> **Reading passage**
In addition to Day-Ahead and Real-Time markets, MISO operates an ancillary services market that began on January 6, 2009. This market provides energy and operating reserves and regulation and response services supporting reliable transmission services.

The name was changed from Midwest Independent Transmission System Operator, Inc. to Midcontinent Independent System Operator in April 2013.

In December 2024, the MISO board of directors approved a transmission plan calling for a 765-kV transmission “backbone” in the area served, assisting in managing power load increases, changing generation resources and reacting to adverse weather. The estimated investment for the project is $30 billion (US) and, with regulatory review and approval, will be operational from 2032 to 2034. Long range net benefits are projected at $23 billion to $72 billion over 20 years.

==Workforce==
MISO is governed by an independent ten-member Board of Directors, consisting of nine independent directors elected by the membership, and the president of MISO. No board member may have been a director, officer, or employee of a member, user, or affiliate of a member or user for two years before or after the election to the Board. Under MISO's Standards of Conduct, all MISO board members, employees, and their immediate family members must divest themselves of any financial holdings in member or user companies.

As of 2018, MISO employed a staff of 1,096 employees between its regional offices and control centers.

==Technology==
MISO uses a computer model called a State Estimator that analyzes real-time conditions of the MISO power grid. The system has been in operation since December 31, 2003. It serves as the primary management tool for the reliability of transmission facilities throughout the organization's footprint. The State Estimator is one of the world's largest computer systems and provides 303,800 data points that are updated every 5 seconds.

==Operations==
As the primary RTO in the Midwest and South United States, MISO carries out operational responsibilities to maintain energy flow.

===Grid management and reliability===
Data is evaluated by reliability coordinators and reliability analysts, monitoring the grid 24/7. Projecting power movement in real-time, MISO's control room staff monitors and manages activity on the electric transmission system.

MISO performs regional planning in accordance with FERC principles. As of 2015 MISO infrastructure planning had four primary objectives:

- provide an efficient and reliable transmission system
- access a diverse number of energy resources, including renewable energies
- expand energy trading opportunities
- meet state and federal energy policy objectives

The open market began on April 1, 2005, and has provided financially binding day-ahead and real-time energy pricing. MISO Markets include a Financial Transmission Rights Market, a Day-Ahead Market, a Real-Time Market, and a market for operating reserves and regulation. They are operated and settled separately, providing a clear look at day-to-day price changes.

> **Required action 1**
In the passage on MISO, rewrite the portion starting at "The open market" and ending at "day-to-day price changes.", with "financially binding" changed to "legally binding".
> **Required action 2**
Using the passage on MISO, answer these questions:
(a) On what date did MISO's ancillary services market begin?
(b) How many members sit on MISO's Board of Directors?
(c) How often are the State Estimator's data points updated?

> **Material supplied**

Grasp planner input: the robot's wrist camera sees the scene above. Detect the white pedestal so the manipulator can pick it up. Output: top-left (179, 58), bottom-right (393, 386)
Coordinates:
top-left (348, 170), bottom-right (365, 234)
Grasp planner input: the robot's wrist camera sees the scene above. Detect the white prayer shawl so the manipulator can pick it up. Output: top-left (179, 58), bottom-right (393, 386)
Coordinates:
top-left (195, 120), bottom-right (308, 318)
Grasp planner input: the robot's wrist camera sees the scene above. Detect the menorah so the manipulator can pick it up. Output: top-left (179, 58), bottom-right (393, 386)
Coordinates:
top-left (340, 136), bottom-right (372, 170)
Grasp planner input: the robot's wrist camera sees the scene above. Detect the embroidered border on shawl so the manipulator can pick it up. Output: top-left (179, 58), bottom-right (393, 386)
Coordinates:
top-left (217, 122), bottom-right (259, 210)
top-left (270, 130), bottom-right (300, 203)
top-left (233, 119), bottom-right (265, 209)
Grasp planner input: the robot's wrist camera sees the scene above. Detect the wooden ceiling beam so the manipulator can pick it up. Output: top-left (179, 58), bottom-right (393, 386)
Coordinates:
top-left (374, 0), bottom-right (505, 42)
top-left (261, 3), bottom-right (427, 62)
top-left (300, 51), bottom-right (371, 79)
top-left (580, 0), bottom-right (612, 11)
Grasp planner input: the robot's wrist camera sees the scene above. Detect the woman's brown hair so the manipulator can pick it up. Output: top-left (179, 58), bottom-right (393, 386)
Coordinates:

> **Your response 1**
The open market began on April 1, 2005, and has provided legally binding day-ahead and real-time energy pricing. MISO Markets include a Financial Transmission Rights Market, a Day-Ahead Market, a Real-Time Market, and a market for operating reserves and regulation. They are operated and settled separately, providing a clear look at day-to-day price changes.

> **Your response 2**
(a) January 6, 2009
(b) Ten
(c) Every 5 seconds